What to work on
Pick out each line in the listing below that contains the word "written", treating uppercase and lowercase as different.
-- Begin Records for the exercise --
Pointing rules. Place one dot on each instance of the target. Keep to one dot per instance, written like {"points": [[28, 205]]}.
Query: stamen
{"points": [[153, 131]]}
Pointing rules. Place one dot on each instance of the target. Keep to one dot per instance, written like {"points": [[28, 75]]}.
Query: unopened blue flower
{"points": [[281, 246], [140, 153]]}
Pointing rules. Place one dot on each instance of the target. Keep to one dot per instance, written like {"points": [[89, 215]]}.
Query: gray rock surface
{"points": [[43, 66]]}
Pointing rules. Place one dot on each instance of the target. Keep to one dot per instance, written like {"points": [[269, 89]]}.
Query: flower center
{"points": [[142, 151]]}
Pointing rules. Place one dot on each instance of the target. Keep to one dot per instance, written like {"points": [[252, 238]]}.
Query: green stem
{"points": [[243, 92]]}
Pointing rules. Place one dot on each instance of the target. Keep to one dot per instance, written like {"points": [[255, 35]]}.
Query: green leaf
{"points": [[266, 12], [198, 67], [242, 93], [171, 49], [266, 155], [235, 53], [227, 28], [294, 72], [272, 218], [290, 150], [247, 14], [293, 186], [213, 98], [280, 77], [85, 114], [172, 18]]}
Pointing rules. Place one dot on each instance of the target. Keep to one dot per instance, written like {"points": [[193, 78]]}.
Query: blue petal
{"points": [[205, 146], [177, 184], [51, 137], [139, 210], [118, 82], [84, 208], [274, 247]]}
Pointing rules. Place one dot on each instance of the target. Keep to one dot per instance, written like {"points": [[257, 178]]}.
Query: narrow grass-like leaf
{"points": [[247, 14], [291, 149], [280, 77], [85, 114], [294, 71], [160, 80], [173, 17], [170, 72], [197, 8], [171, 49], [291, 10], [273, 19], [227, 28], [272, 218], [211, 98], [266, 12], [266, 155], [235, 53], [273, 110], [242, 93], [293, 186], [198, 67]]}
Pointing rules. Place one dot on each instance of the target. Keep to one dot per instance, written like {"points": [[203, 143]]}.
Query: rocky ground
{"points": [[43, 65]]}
-- End Records for the exercise --
Output below
Pointing rules. Place one dot on each instance of the target. Keep to one dot per instance, written like {"points": [[28, 205]]}.
Pointing rules. Place one dot on each instance of the target. Keep to one dot per instance, written like {"points": [[28, 75]]}.
Pointing rules. Place one dot on each instance of the target. Keep to one dot per instance, written like {"points": [[89, 215]]}.
Pointing rules. Place one dot on each instance of the target. Keep to one dot per instance, written like {"points": [[269, 89]]}.
Pointing rules. Place one dot on each instance of the target. Keep to one dot per instance, written like {"points": [[252, 238]]}.
Pointing rules. Place one dot on each instance of the target. Keep to one dot per instance, written like {"points": [[255, 35]]}.
Pointing rules. Place one dot on each instance of the target. Keep to one dot per instance, written like {"points": [[193, 78]]}.
Pointing rules. Place one dot on each instance of the target. Keep to one dot per instance, written like {"points": [[257, 178]]}.
Pointing rules. Place one dot on each instance of the target. Keep to one dot per instance, written like {"points": [[203, 143]]}.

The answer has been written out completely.